- [TEXT PASSAGE]
How We implemented Audit in our SaaS Django Platform

We needed a system on our platform to keep a track of all changes that was happening to easily responds to support requests from our clients.

How We implemented Audit in our SaaS Django Platform

Context: what is Audit?

A while back with my team when working on a project we needed to add some audit features on the platform to be able to trace what happened in the app and show it to the end users and use it also for customer support requests, we were receiving at that time a lot of requests requiring us to know what change has happened on various objects in the database, so we need a system to help us achieve that. And we knew that when building a web application, especially when it has some business value it's important to provide the ability for the end user to know who did what action, or the changes that occurred on a specific object in the database and who did that change.

For example, if an invoice has been created, processed and validated, and later on we need to display all the history of changes on it, we need to build an audit trail, a system of record that can hold the history of changes like logs; this is called maintaining an audit trail.

- [DATA SECTION]

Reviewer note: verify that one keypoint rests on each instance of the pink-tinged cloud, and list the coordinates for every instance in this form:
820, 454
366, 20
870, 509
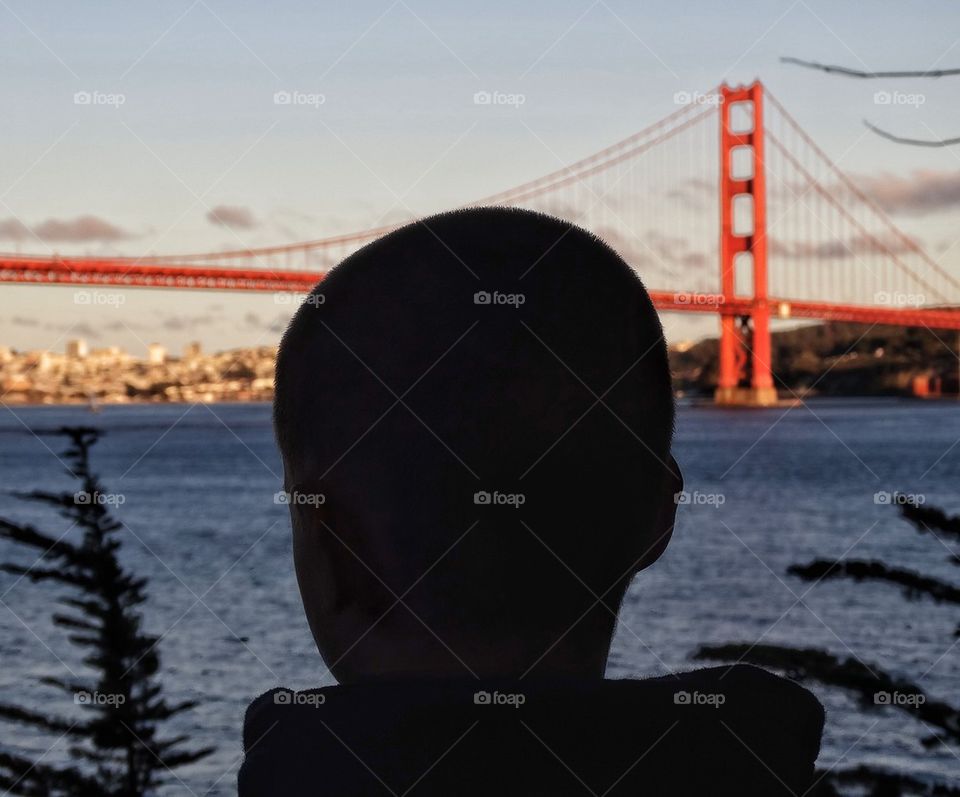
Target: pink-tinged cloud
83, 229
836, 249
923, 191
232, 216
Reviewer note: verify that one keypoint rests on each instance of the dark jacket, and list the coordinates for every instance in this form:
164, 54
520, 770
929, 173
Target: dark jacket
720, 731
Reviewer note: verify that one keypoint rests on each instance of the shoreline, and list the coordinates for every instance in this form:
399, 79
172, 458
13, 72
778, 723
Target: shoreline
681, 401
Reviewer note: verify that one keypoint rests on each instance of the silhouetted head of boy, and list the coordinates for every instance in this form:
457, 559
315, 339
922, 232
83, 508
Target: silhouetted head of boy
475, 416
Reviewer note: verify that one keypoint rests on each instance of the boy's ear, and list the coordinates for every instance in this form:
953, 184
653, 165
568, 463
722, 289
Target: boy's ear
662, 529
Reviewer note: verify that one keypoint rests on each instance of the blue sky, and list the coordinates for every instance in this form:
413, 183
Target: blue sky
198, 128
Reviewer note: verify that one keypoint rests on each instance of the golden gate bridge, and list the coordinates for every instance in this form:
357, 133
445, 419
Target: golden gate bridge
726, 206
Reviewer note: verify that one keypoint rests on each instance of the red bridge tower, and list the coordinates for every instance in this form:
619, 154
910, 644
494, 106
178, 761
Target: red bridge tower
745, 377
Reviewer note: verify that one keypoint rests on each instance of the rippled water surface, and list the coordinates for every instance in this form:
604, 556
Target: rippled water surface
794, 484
==
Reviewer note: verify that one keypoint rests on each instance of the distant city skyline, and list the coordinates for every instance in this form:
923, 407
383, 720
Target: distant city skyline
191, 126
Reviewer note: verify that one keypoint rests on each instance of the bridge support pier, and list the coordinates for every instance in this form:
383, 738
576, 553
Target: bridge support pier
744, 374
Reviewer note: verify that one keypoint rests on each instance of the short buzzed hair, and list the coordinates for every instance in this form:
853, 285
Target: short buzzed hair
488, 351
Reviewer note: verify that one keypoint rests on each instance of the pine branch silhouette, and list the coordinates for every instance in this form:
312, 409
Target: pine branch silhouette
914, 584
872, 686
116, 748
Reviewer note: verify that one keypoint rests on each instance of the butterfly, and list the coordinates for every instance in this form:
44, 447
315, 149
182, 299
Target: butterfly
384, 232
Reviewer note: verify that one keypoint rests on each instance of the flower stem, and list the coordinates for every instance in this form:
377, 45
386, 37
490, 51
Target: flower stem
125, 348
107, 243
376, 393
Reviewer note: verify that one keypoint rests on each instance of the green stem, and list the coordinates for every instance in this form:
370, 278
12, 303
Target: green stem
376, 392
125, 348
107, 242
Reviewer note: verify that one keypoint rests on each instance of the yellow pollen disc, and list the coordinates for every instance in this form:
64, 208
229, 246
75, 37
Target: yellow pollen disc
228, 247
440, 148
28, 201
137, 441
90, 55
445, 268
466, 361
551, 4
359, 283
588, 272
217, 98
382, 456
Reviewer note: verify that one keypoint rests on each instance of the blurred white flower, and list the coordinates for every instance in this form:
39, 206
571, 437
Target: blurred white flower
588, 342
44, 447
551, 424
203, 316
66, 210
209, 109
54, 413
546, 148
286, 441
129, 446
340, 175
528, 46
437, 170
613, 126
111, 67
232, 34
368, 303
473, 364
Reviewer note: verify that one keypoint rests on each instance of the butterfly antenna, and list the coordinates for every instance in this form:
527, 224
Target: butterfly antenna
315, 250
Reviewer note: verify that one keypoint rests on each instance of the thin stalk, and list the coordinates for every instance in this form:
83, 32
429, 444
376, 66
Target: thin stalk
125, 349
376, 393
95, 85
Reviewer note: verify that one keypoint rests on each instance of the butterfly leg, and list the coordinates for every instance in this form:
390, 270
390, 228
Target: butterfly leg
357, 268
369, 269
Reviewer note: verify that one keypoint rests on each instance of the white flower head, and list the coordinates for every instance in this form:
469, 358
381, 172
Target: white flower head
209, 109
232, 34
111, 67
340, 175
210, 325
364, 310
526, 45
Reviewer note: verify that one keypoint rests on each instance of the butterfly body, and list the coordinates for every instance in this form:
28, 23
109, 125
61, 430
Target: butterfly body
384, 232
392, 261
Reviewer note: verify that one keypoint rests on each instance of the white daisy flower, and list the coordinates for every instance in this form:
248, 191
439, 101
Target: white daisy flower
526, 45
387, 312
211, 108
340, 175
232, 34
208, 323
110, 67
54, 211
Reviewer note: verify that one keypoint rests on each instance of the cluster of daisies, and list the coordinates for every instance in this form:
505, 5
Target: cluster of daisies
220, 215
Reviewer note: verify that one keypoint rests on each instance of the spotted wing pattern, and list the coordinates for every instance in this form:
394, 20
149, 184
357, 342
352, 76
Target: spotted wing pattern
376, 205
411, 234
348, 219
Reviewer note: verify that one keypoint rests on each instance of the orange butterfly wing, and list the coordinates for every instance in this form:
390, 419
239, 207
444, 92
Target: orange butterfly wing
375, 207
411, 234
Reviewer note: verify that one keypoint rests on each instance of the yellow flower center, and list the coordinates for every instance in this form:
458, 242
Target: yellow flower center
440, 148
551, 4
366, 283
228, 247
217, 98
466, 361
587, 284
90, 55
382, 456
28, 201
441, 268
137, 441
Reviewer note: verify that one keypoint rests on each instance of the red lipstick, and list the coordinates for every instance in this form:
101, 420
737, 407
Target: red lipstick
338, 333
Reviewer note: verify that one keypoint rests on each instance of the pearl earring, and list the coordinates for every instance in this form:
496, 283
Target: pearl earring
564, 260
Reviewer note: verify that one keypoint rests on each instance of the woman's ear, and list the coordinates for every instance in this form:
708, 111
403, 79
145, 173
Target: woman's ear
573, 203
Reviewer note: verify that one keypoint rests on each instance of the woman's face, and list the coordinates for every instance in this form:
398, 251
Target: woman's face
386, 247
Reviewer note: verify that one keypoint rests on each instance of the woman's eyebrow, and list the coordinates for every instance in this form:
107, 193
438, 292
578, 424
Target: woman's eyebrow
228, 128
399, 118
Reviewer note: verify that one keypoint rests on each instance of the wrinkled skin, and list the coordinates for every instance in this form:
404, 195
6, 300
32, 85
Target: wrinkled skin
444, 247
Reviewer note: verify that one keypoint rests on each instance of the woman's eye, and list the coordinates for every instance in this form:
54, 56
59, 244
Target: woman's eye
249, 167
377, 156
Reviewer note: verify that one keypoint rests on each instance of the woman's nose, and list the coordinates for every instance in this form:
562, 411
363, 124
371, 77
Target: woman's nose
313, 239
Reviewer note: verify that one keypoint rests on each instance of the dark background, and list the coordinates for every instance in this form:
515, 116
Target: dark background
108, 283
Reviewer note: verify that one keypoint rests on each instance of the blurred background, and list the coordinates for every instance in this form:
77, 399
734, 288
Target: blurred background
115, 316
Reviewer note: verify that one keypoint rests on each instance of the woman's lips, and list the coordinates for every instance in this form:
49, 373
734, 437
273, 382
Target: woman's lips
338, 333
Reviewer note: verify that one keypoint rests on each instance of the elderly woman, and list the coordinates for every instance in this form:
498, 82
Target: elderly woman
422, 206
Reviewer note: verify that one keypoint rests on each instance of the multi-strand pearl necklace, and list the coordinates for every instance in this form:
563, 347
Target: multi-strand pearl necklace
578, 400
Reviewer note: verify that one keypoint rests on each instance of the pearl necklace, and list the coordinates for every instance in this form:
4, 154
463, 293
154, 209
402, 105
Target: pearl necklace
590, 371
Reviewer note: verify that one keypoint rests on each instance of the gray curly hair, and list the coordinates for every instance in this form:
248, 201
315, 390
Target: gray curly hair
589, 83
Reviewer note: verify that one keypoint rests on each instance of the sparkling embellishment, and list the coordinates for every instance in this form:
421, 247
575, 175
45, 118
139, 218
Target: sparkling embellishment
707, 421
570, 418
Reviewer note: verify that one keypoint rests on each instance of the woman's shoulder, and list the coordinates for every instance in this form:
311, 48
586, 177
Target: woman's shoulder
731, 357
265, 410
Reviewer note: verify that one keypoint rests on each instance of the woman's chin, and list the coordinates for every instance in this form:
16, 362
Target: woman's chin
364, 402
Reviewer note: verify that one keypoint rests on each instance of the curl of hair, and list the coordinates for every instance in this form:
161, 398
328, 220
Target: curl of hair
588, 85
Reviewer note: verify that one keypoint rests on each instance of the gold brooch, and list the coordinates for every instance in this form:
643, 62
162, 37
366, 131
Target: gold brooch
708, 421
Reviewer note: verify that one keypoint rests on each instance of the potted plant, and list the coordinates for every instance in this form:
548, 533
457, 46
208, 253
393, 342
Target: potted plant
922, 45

- [WHAT TO WORK ON]
**a.** In the Django audit article above, transcribe everything from "We needed a" down to "what is Audit?".
**b.** List every action that the invoice example in the Django audit article says was performed on the invoice.

- [ANSWERS TO THE TASKS]
**a.**
We needed a system on our platform to keep a track of all changes that was happening to easily responds to support requests from our clients.

How We implemented Audit in our SaaS Django Platform

Context: what is Audit?

**b.**
- Created
- Processed
- Validated